BEGIN Records for this task

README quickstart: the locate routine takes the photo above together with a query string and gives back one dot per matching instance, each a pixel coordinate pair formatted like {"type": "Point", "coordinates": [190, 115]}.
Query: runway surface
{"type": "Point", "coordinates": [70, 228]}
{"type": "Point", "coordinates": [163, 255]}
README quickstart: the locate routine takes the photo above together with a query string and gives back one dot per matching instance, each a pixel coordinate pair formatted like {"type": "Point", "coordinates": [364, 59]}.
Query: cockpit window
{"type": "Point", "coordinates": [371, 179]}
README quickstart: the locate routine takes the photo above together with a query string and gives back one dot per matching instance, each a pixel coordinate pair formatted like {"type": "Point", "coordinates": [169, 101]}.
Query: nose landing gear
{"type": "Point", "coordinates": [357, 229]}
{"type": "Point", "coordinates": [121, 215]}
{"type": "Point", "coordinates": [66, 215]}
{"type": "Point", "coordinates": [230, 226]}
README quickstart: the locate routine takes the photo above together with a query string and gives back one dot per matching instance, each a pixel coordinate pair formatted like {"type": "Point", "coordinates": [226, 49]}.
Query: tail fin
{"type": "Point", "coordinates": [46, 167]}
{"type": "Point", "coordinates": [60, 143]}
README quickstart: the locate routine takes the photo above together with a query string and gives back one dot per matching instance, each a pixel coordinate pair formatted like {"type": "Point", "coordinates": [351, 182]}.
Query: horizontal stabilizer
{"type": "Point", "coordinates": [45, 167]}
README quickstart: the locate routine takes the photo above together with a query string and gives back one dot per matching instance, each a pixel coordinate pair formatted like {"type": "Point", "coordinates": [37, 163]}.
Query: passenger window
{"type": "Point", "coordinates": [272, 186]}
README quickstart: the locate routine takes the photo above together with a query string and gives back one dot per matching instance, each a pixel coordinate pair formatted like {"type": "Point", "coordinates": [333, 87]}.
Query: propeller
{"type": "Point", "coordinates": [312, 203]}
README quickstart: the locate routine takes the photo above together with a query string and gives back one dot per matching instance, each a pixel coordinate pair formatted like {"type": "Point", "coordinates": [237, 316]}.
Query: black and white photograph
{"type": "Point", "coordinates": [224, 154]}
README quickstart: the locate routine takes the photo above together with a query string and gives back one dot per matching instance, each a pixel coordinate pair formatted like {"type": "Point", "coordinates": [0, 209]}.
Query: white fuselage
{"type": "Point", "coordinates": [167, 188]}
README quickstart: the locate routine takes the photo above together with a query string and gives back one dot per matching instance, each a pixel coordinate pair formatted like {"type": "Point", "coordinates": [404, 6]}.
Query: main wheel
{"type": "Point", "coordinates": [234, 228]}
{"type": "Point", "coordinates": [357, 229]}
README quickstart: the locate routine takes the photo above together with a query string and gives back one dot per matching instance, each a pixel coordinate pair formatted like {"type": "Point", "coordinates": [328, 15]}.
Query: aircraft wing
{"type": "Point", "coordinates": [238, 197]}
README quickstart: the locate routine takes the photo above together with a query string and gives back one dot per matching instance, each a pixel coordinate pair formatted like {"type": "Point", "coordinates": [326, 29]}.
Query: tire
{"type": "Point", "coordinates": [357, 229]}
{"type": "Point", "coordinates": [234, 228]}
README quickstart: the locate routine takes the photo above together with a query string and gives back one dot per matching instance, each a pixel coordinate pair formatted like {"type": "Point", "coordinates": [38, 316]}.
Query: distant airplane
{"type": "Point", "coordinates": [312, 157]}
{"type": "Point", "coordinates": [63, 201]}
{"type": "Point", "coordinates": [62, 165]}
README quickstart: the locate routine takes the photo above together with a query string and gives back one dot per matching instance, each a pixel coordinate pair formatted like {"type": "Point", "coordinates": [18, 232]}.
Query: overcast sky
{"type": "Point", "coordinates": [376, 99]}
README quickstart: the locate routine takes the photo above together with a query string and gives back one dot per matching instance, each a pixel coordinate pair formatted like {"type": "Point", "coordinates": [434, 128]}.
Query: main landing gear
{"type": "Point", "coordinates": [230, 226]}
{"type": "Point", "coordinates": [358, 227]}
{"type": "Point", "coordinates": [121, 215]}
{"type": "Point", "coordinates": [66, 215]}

END Records for this task

◆ **Set task**
Each entry above is to be set down again in exactly the same words.

◆ **Written reply**
README quickstart: the locate routine takes the photo above together with a query string and gives back one dot per matching instance, each a pixel coordinate pair formatted like {"type": "Point", "coordinates": [190, 115]}.
Query: runway surface
{"type": "Point", "coordinates": [70, 228]}
{"type": "Point", "coordinates": [163, 255]}
README quickstart: the locate routine takes the photo above together with a query string and gives back one dot per matching instance, each a pixel coordinate pair formatted like {"type": "Point", "coordinates": [364, 59]}.
Query: cockpit window
{"type": "Point", "coordinates": [371, 179]}
README quickstart: the locate routine takes the photo above together with a query string and gives back one dot per matching instance, each a pixel coordinate pair formatted like {"type": "Point", "coordinates": [169, 101]}.
Query: nose landing gear
{"type": "Point", "coordinates": [357, 229]}
{"type": "Point", "coordinates": [121, 215]}
{"type": "Point", "coordinates": [66, 215]}
{"type": "Point", "coordinates": [230, 226]}
README quickstart: the locate routine takes the photo above together with a query string and gives back one dot per matching instance, each a pixel coordinate pair formatted like {"type": "Point", "coordinates": [226, 49]}.
Query: tail fin
{"type": "Point", "coordinates": [46, 167]}
{"type": "Point", "coordinates": [60, 143]}
README quickstart: the locate routine takes the photo above together with a query string and gives back one dot per matching instance, each a pixel coordinate pair formatted like {"type": "Point", "coordinates": [351, 182]}.
Query: horizontal stabilizer
{"type": "Point", "coordinates": [45, 167]}
README quickstart: the locate routine takes the photo above together with a query string and gives back one dot per matching instance, each a pixel coordinate pair formatted like {"type": "Point", "coordinates": [37, 163]}.
Query: passenger window
{"type": "Point", "coordinates": [272, 186]}
README quickstart: the locate routine takes the photo above together with a query string and gives back one dot per matching instance, each a pixel coordinate pair formatted like {"type": "Point", "coordinates": [333, 87]}.
Query: propeller
{"type": "Point", "coordinates": [312, 203]}
README quickstart: the locate routine takes the photo above together with a query string and gives back one dot per matching instance, each a pixel coordinate pair formatted like {"type": "Point", "coordinates": [237, 316]}.
Query: black and white photograph
{"type": "Point", "coordinates": [224, 154]}
README quickstart: the locate routine takes the photo above together with a query string and gives back one dot per matching instance, each a pixel coordinate pair formatted like {"type": "Point", "coordinates": [0, 209]}.
Query: white fuselage
{"type": "Point", "coordinates": [167, 188]}
README quickstart: the locate routine takes the photo above together with a query string and gives back one dot per matching instance, each a pixel coordinate pair formatted like {"type": "Point", "coordinates": [404, 6]}.
Query: main wheel
{"type": "Point", "coordinates": [234, 228]}
{"type": "Point", "coordinates": [357, 229]}
README quickstart: the locate routine takes the photo above together with a query string and gives back one dot per matching instance, each a pixel coordinate pair formatted like {"type": "Point", "coordinates": [328, 15]}.
Query: aircraft wing
{"type": "Point", "coordinates": [238, 197]}
README quickstart: the locate routine takes the photo above together with a query string and gives back one dot per matching instance, each a pixel coordinate pair formatted like {"type": "Point", "coordinates": [326, 29]}.
Query: tire
{"type": "Point", "coordinates": [357, 229]}
{"type": "Point", "coordinates": [234, 228]}
README quickstart: the locate routine takes the photo above together with a query string and gives back one dot per matching instance, each a pixel coordinate pair formatted like {"type": "Point", "coordinates": [38, 316]}.
Query: distant airplane
{"type": "Point", "coordinates": [312, 157]}
{"type": "Point", "coordinates": [63, 201]}
{"type": "Point", "coordinates": [62, 165]}
README quickstart: the locate routine takes the photo above together with a query string and gives back one dot per matching instance, each a pixel coordinate pair formatted like {"type": "Point", "coordinates": [18, 232]}.
Query: overcast sky
{"type": "Point", "coordinates": [376, 99]}
README quickstart: the locate routine takes the photo above together with a query string and gives back one dot per matching instance, each a pixel coordinate pair formatted like {"type": "Point", "coordinates": [434, 128]}.
Query: main landing gear
{"type": "Point", "coordinates": [230, 226]}
{"type": "Point", "coordinates": [358, 227]}
{"type": "Point", "coordinates": [121, 215]}
{"type": "Point", "coordinates": [66, 215]}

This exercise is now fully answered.